**Te lezen fragment:**
════════════════════
Ze zitten in
de wachtruimte voor regionale bestemmingen op het vliegveld van Maputo
(Mozambique), de beide ik-figuren van deze roman. Om en om vertellen ze over
het doel van hun reis, hun activiteiten, hun relaties, hun dromen, hun
resultaten en hun falen. Even hebben ze contact, maar daarna scheiden hun
wegen. De ene, bioloog-etholoog Rineke Friedle, vertrekt naar Eiland Europa,
een eilandje van Frankrijk, gelegen tussen Madagaskar en Mozambique, om daar de
rattenpopulatie in kaart te brengen (reden om het boek door etholoog en
rattendeskundige Maarten ’t Hart te laten aanbevelen). De ander is een bekende,
beruchte Nederlander, Fliers van Deventer, op weg naar het luxe huis-met-personeel
van een vriend om een poosje onder de radar te blijven: hij hoort eigenlijk in
de bak te zitten, omdat hij ‘miljoenen heeft weggesluisd naar maffiose eilanden’.
Ze zitten tegenover elkaar,
later ook min of meer, alleen dan met een hoop water ertussen. Van Deventer zit
aan de kust een aantal kilometers boven Maputo. Ook verder kunnen we ze
tegenpolen noemen. Rineke, links, sociaal bewogen, actief in het
vrijwilligerswerk, vegetarisch, lesbisch. Fliers, een rechtse bal die geheel
als individu in het leven staat, grootverdiener, malafide accountant,
bourgondiër (veel vlees en veel alcohol). Hij vindt zichzelf een held bij de
hoertjes die hij huurt (die denken daar anders over trouwens) en hij
liefhebbert in het beoordelen van vrouwenborsten (ook die van Rineke). Hij leunt
zich het gedrag van een koloniaal aan.
Er zijn ook overeenkomsten.
Beide ‘helden’ lichten ons uitvoerig in over hun dromen, waarin het vaak over (de
gevolgen van) helpen gaat. Ze houden beiden anderen op afstand. Rineke moet de
Franse soldaten op haar basis (‘Résidence Robinson’(!) min of meer van zich af slaan.
════════════════════
**Wat te doen:**
1 > Noem alle eigenschappen die de bespreking aan Rineke toeschrijft in de zin die begint met "Rineke, links".
2 > Geef alsjeblieft het stuk uit de bespreking van "Ze zitten in" tot en met "naar maffiose eilanden’." opnieuw, en wissel daarin "vliegveld" om voor "luchthaven".
De data spelen hierbij geen enkele rol.
════════════════════
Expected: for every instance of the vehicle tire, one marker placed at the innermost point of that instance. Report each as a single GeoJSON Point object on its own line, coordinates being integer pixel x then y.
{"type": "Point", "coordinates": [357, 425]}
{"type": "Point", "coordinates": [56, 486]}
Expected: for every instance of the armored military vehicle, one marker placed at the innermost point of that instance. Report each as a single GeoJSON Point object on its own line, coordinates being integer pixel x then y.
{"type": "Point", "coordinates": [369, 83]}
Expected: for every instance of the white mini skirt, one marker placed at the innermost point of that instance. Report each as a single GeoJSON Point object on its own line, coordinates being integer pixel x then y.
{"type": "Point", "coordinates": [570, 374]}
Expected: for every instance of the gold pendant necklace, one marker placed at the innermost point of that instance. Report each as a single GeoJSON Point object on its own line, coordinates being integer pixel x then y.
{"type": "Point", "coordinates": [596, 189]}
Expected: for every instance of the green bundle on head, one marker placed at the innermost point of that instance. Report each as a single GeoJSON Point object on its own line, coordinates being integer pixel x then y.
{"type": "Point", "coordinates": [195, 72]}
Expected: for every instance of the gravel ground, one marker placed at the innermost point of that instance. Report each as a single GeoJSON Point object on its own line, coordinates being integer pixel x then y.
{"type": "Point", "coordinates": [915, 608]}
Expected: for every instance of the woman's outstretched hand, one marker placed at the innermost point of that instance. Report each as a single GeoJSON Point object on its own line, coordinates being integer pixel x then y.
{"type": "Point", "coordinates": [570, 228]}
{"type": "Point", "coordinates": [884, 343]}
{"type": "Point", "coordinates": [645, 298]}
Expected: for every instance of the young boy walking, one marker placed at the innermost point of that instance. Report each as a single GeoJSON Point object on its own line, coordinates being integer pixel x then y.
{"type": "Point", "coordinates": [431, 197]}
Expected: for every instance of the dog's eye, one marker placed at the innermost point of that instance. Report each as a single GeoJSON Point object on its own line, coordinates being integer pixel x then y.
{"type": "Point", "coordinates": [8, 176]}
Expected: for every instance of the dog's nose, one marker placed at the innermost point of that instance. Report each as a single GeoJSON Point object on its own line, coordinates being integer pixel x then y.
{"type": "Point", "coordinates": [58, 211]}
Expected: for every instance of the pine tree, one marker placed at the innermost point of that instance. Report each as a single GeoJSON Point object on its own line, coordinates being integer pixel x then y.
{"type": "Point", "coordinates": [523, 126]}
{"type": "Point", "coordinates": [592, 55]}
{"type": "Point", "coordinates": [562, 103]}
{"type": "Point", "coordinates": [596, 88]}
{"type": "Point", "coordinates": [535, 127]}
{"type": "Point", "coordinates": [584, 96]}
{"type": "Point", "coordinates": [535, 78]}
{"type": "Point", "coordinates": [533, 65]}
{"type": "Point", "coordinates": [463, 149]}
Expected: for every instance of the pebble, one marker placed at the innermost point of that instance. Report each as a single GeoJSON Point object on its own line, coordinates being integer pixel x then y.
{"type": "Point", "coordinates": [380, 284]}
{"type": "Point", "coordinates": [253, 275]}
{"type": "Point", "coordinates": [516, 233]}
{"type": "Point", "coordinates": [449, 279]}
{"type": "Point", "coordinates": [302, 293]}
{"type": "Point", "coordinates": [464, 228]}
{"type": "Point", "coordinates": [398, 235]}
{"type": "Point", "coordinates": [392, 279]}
════════════════════
**Antwoorden:**
1 > links; sociaal bewogen; actief in het vrijwilligerswerk; vegetarisch; lesbisch

2 >
Ze zitten in
de wachtruimte voor regionale bestemmingen op het luchthaven van Maputo
(Mozambique), de beide ik-figuren van deze roman. Om en om vertellen ze over
het doel van hun reis, hun activiteiten, hun relaties, hun dromen, hun
resultaten en hun falen. Even hebben ze contact, maar daarna scheiden hun
wegen. De ene, bioloog-etholoog Rineke Friedle, vertrekt naar Eiland Europa,
een eilandje van Frankrijk, gelegen tussen Madagaskar en Mozambique, om daar de
rattenpopulatie in kaart te brengen (reden om het boek door etholoog en
rattendeskundige Maarten ’t Hart te laten aanbevelen). De ander is een bekende,
beruchte Nederlander, Fliers van Deventer, op weg naar het luxe huis-met-personeel
van een vriend om een poosje onder de radar te blijven: hij hoort eigenlijk in
de bak te zitten, omdat hij ‘miljoenen heeft weggesluisd naar maffiose eilanden’.